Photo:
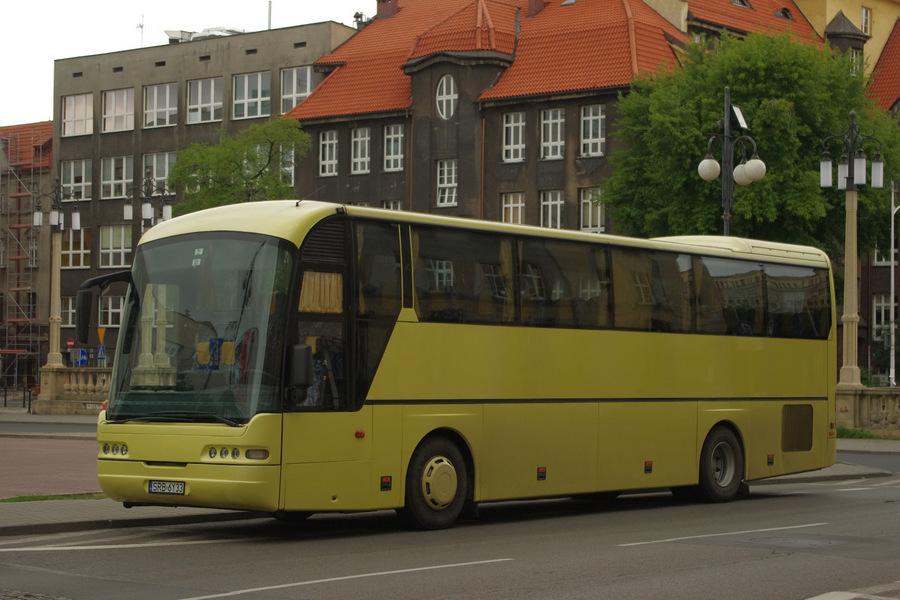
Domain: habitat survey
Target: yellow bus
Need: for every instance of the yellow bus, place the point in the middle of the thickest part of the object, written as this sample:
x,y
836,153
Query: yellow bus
x,y
296,357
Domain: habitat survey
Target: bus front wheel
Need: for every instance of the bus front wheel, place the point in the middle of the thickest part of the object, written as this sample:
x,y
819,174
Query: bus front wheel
x,y
721,466
436,484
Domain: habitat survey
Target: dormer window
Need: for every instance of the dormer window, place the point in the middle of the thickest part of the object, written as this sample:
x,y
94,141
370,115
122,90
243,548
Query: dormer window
x,y
446,97
783,13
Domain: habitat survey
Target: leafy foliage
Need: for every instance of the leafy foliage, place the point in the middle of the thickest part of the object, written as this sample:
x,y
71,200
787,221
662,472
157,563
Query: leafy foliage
x,y
793,96
247,166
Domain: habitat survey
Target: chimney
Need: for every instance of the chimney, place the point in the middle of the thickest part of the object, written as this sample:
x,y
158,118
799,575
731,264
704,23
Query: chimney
x,y
386,8
534,7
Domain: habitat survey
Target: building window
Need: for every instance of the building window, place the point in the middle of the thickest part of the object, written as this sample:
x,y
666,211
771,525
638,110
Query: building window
x,y
361,150
157,166
553,123
75,179
881,315
513,208
446,97
78,115
252,95
67,311
76,249
205,100
160,105
328,153
514,137
118,110
393,148
446,182
111,311
116,176
552,209
115,246
593,130
296,84
591,211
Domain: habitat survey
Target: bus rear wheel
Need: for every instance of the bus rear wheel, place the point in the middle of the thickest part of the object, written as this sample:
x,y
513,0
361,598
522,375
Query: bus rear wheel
x,y
721,466
436,484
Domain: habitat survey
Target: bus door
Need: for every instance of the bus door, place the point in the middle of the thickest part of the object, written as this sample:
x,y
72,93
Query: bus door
x,y
327,447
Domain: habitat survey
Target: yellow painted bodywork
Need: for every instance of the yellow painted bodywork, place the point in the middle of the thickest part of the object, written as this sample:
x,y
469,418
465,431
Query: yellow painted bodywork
x,y
593,410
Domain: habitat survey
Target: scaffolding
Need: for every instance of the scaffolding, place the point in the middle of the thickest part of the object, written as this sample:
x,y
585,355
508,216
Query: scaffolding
x,y
24,169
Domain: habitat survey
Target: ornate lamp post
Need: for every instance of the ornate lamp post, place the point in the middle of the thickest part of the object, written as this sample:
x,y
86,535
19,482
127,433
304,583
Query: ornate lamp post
x,y
57,223
851,174
745,173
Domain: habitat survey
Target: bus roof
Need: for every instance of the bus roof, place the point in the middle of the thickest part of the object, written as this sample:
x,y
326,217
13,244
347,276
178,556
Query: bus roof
x,y
292,219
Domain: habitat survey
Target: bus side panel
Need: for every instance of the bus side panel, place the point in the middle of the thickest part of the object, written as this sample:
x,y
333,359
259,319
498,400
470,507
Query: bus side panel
x,y
647,444
539,449
327,461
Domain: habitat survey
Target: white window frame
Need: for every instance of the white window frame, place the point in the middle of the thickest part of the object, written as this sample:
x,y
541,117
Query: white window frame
x,y
881,315
447,192
393,147
552,204
446,97
296,84
160,105
110,311
512,207
204,100
75,179
118,110
593,130
75,250
591,212
514,137
361,147
251,95
328,153
116,176
78,115
159,164
115,246
553,129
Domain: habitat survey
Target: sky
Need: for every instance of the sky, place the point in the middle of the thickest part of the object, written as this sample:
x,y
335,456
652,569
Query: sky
x,y
34,33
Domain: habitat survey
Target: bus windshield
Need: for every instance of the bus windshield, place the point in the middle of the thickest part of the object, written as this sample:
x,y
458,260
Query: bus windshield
x,y
201,338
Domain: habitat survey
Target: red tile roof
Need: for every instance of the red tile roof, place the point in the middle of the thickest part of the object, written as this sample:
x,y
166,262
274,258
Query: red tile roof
x,y
885,86
762,16
20,151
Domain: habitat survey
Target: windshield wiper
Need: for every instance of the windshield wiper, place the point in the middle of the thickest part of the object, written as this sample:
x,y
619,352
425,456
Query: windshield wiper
x,y
179,416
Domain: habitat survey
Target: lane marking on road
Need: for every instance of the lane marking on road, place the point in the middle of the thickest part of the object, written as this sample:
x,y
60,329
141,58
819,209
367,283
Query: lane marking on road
x,y
723,534
347,578
104,547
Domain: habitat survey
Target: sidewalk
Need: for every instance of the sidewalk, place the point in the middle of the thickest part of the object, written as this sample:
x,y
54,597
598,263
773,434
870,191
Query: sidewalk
x,y
54,516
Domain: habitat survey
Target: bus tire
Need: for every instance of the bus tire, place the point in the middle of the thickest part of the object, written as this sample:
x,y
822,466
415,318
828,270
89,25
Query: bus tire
x,y
721,466
436,484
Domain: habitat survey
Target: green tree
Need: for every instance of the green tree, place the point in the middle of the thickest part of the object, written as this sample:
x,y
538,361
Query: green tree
x,y
248,166
793,95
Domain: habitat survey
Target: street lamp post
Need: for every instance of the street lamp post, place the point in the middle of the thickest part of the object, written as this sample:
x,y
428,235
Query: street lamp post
x,y
851,174
892,377
745,173
57,223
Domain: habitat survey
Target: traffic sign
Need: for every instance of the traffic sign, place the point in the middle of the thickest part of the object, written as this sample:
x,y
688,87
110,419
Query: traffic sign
x,y
80,357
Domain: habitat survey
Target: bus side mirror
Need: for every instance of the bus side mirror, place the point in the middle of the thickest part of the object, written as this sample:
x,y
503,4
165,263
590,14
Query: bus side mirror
x,y
84,301
301,366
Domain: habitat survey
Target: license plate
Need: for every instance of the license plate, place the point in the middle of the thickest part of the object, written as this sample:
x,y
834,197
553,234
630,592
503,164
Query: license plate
x,y
167,487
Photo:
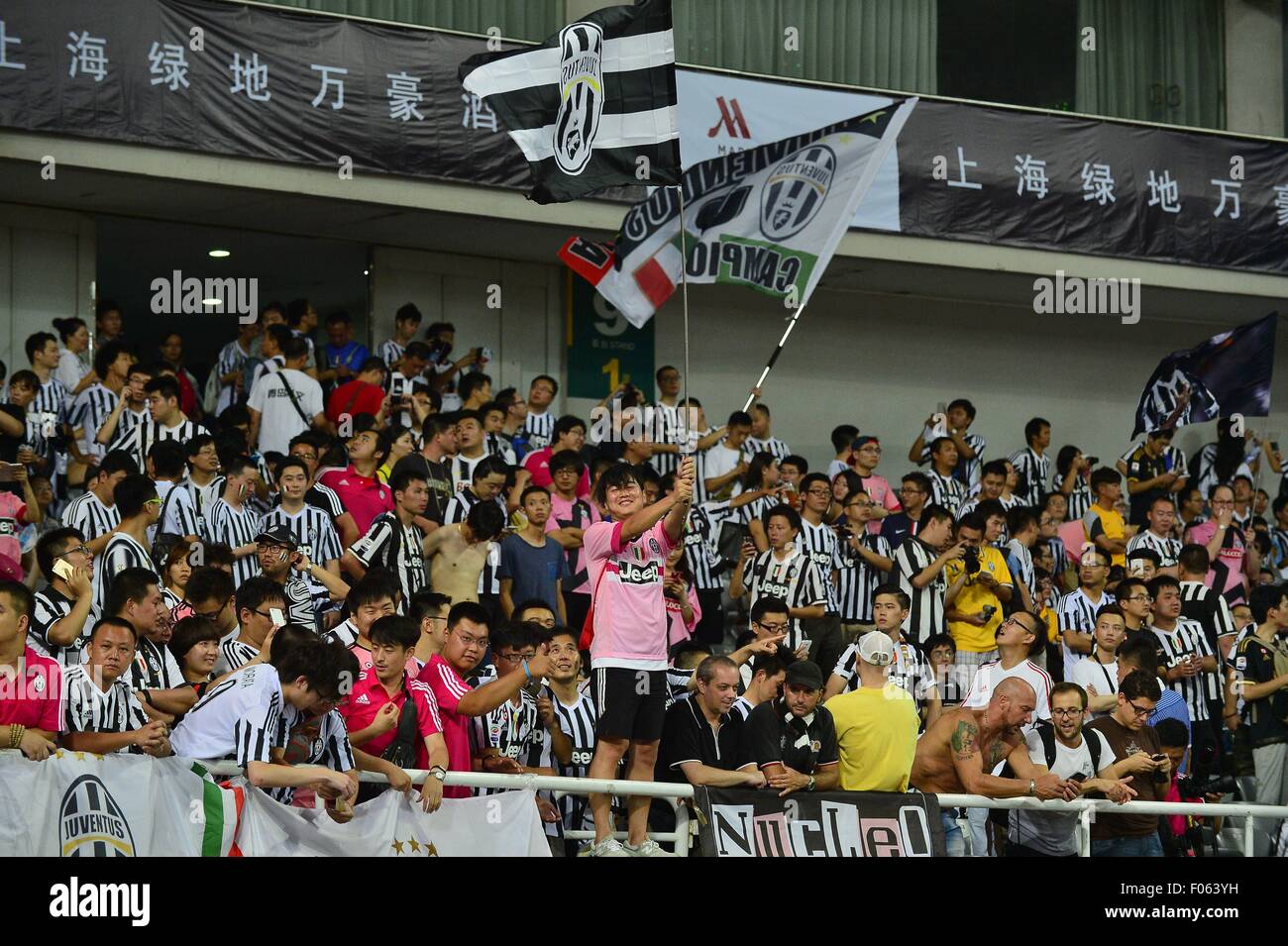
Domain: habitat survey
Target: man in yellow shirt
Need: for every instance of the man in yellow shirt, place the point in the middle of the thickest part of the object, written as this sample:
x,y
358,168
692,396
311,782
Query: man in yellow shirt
x,y
876,725
977,611
1103,524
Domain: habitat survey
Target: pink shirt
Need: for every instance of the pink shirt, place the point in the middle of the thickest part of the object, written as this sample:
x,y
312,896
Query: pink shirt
x,y
365,498
881,494
13,515
562,516
1229,560
447,686
34,697
630,615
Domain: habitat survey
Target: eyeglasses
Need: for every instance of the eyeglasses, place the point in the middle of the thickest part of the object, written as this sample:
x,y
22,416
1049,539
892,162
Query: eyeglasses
x,y
1138,710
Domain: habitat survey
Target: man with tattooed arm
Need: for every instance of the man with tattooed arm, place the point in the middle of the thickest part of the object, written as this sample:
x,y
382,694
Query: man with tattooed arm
x,y
960,752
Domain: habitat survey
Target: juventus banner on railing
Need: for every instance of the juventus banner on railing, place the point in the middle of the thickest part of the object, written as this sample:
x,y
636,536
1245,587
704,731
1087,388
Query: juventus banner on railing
x,y
283,85
739,822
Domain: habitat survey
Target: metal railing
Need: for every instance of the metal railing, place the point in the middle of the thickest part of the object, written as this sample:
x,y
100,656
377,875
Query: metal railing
x,y
678,793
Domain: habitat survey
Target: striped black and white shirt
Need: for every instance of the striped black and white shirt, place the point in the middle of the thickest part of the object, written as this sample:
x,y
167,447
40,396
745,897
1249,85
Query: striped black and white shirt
x,y
945,490
699,543
967,472
232,358
138,441
88,514
239,718
90,709
462,470
819,543
857,579
90,408
771,444
1034,473
235,528
397,547
510,730
1077,611
926,611
202,502
910,670
390,353
458,508
1188,637
579,722
797,579
1164,547
50,606
121,553
154,668
539,429
1210,609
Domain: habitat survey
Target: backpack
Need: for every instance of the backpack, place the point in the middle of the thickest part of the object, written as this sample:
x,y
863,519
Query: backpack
x,y
163,541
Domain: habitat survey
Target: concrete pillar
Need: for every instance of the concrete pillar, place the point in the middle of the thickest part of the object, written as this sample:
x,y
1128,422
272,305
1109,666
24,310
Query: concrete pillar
x,y
1254,65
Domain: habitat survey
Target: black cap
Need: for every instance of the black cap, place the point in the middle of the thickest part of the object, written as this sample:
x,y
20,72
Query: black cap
x,y
805,674
278,536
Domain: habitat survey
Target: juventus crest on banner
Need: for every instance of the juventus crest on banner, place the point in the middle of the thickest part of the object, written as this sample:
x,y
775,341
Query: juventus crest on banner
x,y
591,107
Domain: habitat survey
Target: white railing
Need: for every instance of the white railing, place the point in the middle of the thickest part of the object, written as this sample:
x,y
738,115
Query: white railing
x,y
678,793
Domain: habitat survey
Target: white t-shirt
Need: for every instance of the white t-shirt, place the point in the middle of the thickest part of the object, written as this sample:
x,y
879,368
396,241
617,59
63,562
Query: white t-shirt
x,y
719,461
1091,672
240,718
279,421
1054,833
990,675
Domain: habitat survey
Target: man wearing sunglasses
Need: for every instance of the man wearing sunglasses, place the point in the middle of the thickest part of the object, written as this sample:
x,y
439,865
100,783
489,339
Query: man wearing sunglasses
x,y
1140,755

================

Pick out every line in the records above that contains the string "license", and copy each one in full. Matches must have the same capitalization.

Target: license plate
Need: for every instance of the license plate, place the point in the middle of the thickest part of the object, written as this sample:
Query: license plate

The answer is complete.